* TEXT SEGMENT:
· · · · · · ·

Introducing Batch Processing for ZeroGPU

ZeroGPU — Thu, 28 May 2026 14:03:32 +0000

Running AI inference one request at a time works well for real-time product experiences. But many workloads do not need an immediate response. Data enrichment, classification, extraction, content moderation, summarization, and offline analytics often involve hundreds or thousands of requests that can be processed asynchronously.

That is where the ZeroGPU Batch API comes in.

With Batch Processing, you can upload a JSONL file, submit it as a batch job, and retrieve the results when processing is complete. It is designed for large asynchronous workloads where throughput, reliability, and simplicity matter more than instant response time.
Why Batch Processing?

Many AI workflows are naturally asynchronous.
For example, you might want to:

Classify thousands of documents.
Extract structured data from customer records.
Run content moderation over historical user-generated content.
Summarize support tickets, reviews, or research notes.
Process backfills or recurring data pipelines.

Sending each request individually can add unnecessary orchestration complexity. You need retry logic, request tracking, output matching, rate management, and failure handling.

The Batch API gives you a cleaner workflow.

How It Works
Batch Processing in ZeroGPU follows a simple file-based flow:

Create a JSONL input file.
Upload it using the Files API.
Create a batch using the returned file ID.
Poll the batch until it completes.
Download the output and error files.

Each line in the JSONL file represents one request. ZeroGPU processes those requests asynchronously and writes the results back to output files.

· · · · · · ·

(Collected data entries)
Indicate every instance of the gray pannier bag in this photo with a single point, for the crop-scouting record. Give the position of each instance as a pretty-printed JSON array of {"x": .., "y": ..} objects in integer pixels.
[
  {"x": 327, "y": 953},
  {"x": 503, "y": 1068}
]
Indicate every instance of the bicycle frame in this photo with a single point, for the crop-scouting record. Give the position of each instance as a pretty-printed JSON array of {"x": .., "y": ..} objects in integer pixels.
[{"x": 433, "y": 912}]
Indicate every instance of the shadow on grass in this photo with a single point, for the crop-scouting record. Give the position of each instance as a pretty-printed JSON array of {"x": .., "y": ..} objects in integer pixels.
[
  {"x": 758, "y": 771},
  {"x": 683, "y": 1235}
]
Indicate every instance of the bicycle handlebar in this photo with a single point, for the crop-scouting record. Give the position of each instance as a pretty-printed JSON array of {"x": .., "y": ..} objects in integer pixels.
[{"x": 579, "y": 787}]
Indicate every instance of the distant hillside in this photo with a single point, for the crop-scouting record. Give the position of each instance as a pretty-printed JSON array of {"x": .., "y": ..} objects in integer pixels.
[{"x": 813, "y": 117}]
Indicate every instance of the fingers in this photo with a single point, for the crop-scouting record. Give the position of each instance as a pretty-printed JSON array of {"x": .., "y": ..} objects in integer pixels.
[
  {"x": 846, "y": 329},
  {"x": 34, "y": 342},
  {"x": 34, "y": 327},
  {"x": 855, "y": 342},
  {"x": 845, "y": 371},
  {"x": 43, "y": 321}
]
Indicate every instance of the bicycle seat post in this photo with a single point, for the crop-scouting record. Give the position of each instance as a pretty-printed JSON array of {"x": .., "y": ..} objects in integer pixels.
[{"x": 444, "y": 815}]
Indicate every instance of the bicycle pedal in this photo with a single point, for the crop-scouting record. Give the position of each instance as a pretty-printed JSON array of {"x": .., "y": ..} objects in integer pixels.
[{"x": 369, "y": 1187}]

· · · · · · ·

* TASKS TO CARRY OUT:
1. In the ZeroGPU batch processing announcement, what does each line in the JSONL input file represent?
2. Continue the ZeroGPU batch processing announcement from the point where it ends.

* ANSWERS TO THE TASKS:
1. Each line represents one request.

2.
A minimal input line looks like this:

{“custom_id”:”request-1",”method”:”POST”,”url”:”/v1/chat/completions”,”body”:{“model”:”your-model-id”,”messages”:[{“role”:”user”,”content”:”Classify this text.”}]}}

The custom_id is returned in the output, so you can match every result back to your original input.

Built For AI Workloads At Scale

The Batch API is especially useful when you need to process a large amount of data without holding open client connections or building your own job orchestration layer.

ZeroGPU currently supports batch jobs for /v1/chat/completions, with JSONL files uploaded through /v1/files.

The core endpoints are:

POST /v1/files to upload input JSONL.
POST /v1/batches to create a batch job.
GET /v1/batches/{batch_id} to check status.
GET /v1/files/{file_id}/content to download results.

This makes batch processing easy to integrate into existing backend systems, cron jobs, data pipelines, and internal tools.

OpenAI-Compatible Shape
ZeroGPU’s Batch and Files APIs are wire-compatible with the OpenAI-style batch workflow, while using ZeroGPU authentication headers:

x-api-key: your-api-key
x-project-id: your-project-id

That means developers familiar with OpenAI batch jobs should feel at home, while still getting ZeroGPU’s routing, project isolation, logging, and model infrastructure.

When Should You Use Batch?
Use the real-time API when your user is waiting for a response.
Use the Batch API when the work can happen in the background.
Good fits include:

Nightly data processing.
Bulk document classification.
Large-scale extraction jobs.
Offline analytics.
Backfills.
Evaluation datasets.
Reprocessing historical data.

Batch jobs are also easier to audit because each request has a stable custom_id, and outputs are written to downloadable files.

Get Started

The fastest way to try it:

Prepare a JSONL file.
Upload it with POST /v1/files.
Create a batch with POST /v1/batches.
Poll for completion.
Download the output file.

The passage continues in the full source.